SHORT TASK A: From the Raft paper review, copy the passage between "Each server stores" and "sequence of outputs.", inclusive.
SHORT TASK B: Continue the Raft paper review from the point where it stops.

SELECTED EXCERPT:
========================================
In Search of an Understandable Consensus Algorithm (Raft)

February 20, 2021

Paper Review

Abstract

Raft is a consensus algorithm for managing a replicated log. It produces a result equivalent to (multi-)Paxos, and it is as efficient as Paxos, but its structure is different from Paxos; this makes Raft more understandable than Paxos and also provides a better foundation for building practical systems. In order to enhance understandability, Raft separates the key elements of consensus, such as leader election, log replication, and safety, and it enforces a stronger degree of coherency to reduce the number of states that must be considered. Results from a user study demonstrate that Raft is easier for students to learn than Paxos. Raft also includes a new mechanism for changing the cluster membership, which uses overlapping majorities to guarantee safety.

Introduction

Raft separates the key elements of consensus, such as leader election, log replication, and safety, and it enforces a stronger degree of coherency to reduce the number of states that must be considered.
Unfortunately, Paxos is quite difficult to understand, in spite of numerous attempts to make it more approachable. Furthermore, its architecture requires complex changes to support practical systems. As a result, both system builders and students struggle with Paxos.
Our approach was unusual in that our primary goal was understandability.
In designing Raft we applied specific techniques to improve understandability, including decomposition (Raft separates leader election, log replication, and safety) and state space reduction (relative to Paxos, Raft reduces the degree of nondeterminism and the ways servers can be inconsistent with each other).

Replicated state machines

Consensus algorithms typically arise in the context of replicated state machines
Replicated state machines are used to solve a variety of fault tolerance problems in distributed systems. Single cluster leader, such as GFS, HDFS, and RAMCloud, typically use a separate replicated state machine to manage leader election and store configuration information that must survive leader crashes. Examples of replicated state machines include Chubby and ZooKeeper.
Each server stores a log containing a series of commands, which its state machine executes in order. Each log contains the same commands in the same order, so each state machine processes the same sequence of commands. Since the state machines are deterministic, each computes the same state and the same sequence of outputs.
The consensus module on a server receives commands from clients and adds them to its log. It communicates with the consensus modules on other servers to ensure that every log eventually contains the same requests in the same order, even if some servers fail.
Consensus algorithms for practical systems typically have the following properties: They ensure safety (never returning an incorrect result) under all non-Byzantine conditions, including network delays, partitions, and packet loss, duplication, and reordering. They are fully functional (available) as long as any majority of the servers are operational and can communicate with each other and with clients. They do not depend on timing to ensure the consistency of the logs: faulty clocks and extreme message delays can, at worst, cause availability problems.

What's wrong with Paxos?

We refer to this subset as single-decree Paxos. Paxos then combines multiple instances of this protocol to facilitate a series of decisions such as a log (multi-Paxos).
In an informal survey of attendees at NSDI 2012, we found few people who were comfortable with Paxos, even among seasoned researchers.
We hypothesize that Paxos’ opaqueness derives from its choice of the single-decree subset as its foundation.
We believe that the overall problem of reaching consensus on multiple decisions (i.e., a log instead of a single entry) can be decomposed in other ways that are more direct and obvious.
========================================
RECORDS:
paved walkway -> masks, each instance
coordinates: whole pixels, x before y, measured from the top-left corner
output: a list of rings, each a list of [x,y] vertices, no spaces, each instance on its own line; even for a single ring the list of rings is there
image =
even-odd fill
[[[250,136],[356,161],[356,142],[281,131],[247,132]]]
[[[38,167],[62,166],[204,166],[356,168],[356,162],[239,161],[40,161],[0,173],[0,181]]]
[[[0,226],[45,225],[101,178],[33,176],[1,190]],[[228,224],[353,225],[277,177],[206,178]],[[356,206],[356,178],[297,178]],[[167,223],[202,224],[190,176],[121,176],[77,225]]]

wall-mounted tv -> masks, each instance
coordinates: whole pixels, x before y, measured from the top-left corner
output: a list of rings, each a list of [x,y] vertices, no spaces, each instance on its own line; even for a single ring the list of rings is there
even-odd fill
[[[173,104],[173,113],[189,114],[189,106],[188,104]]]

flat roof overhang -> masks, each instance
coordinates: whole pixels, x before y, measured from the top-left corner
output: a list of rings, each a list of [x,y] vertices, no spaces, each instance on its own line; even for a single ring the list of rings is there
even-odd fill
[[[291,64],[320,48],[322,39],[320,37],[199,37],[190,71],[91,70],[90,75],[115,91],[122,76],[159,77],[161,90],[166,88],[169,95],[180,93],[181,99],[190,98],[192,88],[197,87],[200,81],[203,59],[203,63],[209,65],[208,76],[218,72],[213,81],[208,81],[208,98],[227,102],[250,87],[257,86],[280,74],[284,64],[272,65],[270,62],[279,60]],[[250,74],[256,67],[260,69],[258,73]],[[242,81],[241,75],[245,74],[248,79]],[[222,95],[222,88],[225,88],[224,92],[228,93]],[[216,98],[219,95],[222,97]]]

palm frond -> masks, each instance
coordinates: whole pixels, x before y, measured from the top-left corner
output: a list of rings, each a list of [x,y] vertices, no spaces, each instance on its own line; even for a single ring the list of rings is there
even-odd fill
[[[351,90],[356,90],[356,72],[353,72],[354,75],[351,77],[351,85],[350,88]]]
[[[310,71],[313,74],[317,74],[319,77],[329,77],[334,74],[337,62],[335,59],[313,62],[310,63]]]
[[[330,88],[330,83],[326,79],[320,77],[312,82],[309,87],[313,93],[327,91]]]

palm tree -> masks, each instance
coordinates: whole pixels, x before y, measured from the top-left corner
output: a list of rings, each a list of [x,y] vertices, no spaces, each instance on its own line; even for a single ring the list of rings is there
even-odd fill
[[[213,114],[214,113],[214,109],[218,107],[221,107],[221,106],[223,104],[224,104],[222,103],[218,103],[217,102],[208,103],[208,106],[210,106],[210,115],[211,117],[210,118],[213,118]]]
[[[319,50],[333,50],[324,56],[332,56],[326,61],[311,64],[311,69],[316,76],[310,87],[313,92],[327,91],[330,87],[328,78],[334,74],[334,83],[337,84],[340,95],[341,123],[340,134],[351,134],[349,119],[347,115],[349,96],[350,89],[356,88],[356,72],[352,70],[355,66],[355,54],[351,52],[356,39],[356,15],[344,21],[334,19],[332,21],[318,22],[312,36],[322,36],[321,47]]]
========================================
EXERCISE RESPONSE A:
Each server stores a log containing a series of commands, which its state machine executes in order. Each log contains the same commands in the same order, so each state machine processes the same sequence of commands. Since the state machines are deterministic, each computes the same state and the same sequence of outputs.

EXERCISE RESPONSE B:
The second problem with Paxos is that it does not provide a good foundation for building practical implementations.
Furthermore, the Paxos architecture is a poor one for building practical systems; this is another consequence of the single-decree decomposition.
Another problem is that Paxos uses a symmetric peer-to-peer approach at its core (though it eventually suggests a weak form of leadership as a performance optimization). This makes sense in a simplified world where only one decision will be made, but few practical systems use this approach.

Designing for understandability

It must be possible to develop intuitions about the algorithm, so that system builders can make the extensions that are inevitable in real-world implementations.
The first technique is the well-known approach of problem decomposition.
In Raft we separated leader election, log replication, safety, and membership changes.
Our second approach was to simplify the state space by reducing the number of states to consider, making the system more coherent and eliminating nondeterminism where possible. Specifically, logs are not allowed to have holes, and Raft limits the ways in which logs can become inconsistent with each other.
In particular, randomized approaches introduce nondeterminism, but they tend to reduce the state space by handling all possible choices in a similar fashion (“choose any; it doesn’t matter”). We used randomization to simplify the Raft leader election algorithm.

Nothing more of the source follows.